● **What to do**
Output the entries verbatim, including every line.

* BEGIN *

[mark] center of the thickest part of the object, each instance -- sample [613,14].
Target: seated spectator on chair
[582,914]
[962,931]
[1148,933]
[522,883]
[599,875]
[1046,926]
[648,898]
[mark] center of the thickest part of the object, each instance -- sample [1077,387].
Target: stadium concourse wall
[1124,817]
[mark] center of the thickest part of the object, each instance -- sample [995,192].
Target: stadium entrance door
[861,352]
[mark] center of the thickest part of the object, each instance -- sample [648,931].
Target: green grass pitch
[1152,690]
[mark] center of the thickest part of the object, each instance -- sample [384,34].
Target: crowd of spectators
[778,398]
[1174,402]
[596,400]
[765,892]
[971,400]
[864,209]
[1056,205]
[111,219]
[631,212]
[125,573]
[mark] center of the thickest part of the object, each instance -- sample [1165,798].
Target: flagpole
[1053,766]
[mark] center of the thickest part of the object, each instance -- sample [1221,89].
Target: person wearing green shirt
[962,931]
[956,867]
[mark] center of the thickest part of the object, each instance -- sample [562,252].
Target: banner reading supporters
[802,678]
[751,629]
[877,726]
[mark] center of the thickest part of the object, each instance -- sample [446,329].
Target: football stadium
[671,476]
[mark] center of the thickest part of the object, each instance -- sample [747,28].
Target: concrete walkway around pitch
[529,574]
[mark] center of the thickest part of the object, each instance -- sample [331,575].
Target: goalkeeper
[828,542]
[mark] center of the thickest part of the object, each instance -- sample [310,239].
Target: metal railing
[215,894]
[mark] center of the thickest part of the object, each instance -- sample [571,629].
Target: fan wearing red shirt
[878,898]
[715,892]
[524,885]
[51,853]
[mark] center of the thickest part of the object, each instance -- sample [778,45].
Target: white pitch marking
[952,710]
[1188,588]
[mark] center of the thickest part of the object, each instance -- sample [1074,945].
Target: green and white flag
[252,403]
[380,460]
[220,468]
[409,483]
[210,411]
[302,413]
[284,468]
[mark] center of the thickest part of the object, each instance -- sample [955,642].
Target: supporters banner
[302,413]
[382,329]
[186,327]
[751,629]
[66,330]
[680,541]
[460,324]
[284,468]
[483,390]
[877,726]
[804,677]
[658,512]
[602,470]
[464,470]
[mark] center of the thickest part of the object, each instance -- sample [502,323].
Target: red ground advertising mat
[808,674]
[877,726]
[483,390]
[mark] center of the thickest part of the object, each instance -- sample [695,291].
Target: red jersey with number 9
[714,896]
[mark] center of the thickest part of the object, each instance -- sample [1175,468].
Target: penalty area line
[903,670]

* END *

● **Correct response**
[mark] center of the thickest part of the object, each instance -- sample [613,14].
Target: seated spectator on chair
[582,914]
[962,931]
[1148,933]
[522,883]
[599,875]
[1046,926]
[648,898]
[mark] center of the thickest part of the object, each instance -- sample [1077,387].
Target: stadium concourse wall
[1124,817]
[mark] center of the thickest part of the object, each instance -- sample [995,192].
Target: stadium entrance door
[861,352]
[mark] center of the thickest part of the object, each instance -- sample [648,931].
Target: green grass pitch
[1152,690]
[mark] center of the thickest part of the object, each instance -- sample [384,34].
Target: crowd of spectators
[778,398]
[1174,402]
[596,400]
[765,892]
[971,400]
[864,209]
[1056,205]
[111,219]
[631,212]
[125,573]
[mark] center of the thickest part of the object, each instance -- sample [1165,798].
Target: flagpole
[1053,766]
[mark] center of the thickest part of the object, each instance -- sample [1221,89].
Target: person wearing green shirt
[962,931]
[956,867]
[mark] center of the thickest part of the object, each instance -- sample [562,252].
Target: banner reading supporters
[802,678]
[751,629]
[877,726]
[mark] center of the thickest part of the object, each instance -- sample [446,329].
Target: football stadium
[671,476]
[mark] center of the thickest part of the object, each instance -- sample [747,28].
Target: concrete walkway around pitch
[529,574]
[mark] center of the thickest part of the object, each instance -- sample [331,575].
Target: goalkeeper
[828,542]
[mark] center of the thickest part of the object, each instance -- sample [310,239].
Target: metal railing
[215,894]
[mark] center of the thickest part of the object, each instance -- sample [571,629].
Target: fan wearing red shirt
[878,898]
[715,892]
[524,885]
[51,853]
[mark] center of the thickest part of the object, each instance -- sample [778,45].
Target: white pitch marking
[952,710]
[1188,588]
[mark] center of the thickest part of the object, each instance -- sample [1074,945].
Target: green and white flag
[252,403]
[380,460]
[220,468]
[409,483]
[210,411]
[302,413]
[284,468]
[mark] center of the thickest part of the object, each instance -- sample [955,642].
Target: supporters banner
[302,413]
[382,329]
[186,327]
[751,629]
[66,330]
[680,541]
[460,324]
[284,468]
[483,390]
[877,726]
[804,677]
[658,512]
[602,470]
[464,470]
[mark] center of the thickest part of the object, each instance -- sample [502,323].
Target: red ground advertising mat
[808,674]
[877,726]
[483,390]
[mark] center of the thickest part of the object, each instance -- sample [695,291].
Target: red jersey with number 9
[714,896]
[mark] center of the thickest part of the object, each instance -- sample [1175,468].
Target: penalty area line
[903,670]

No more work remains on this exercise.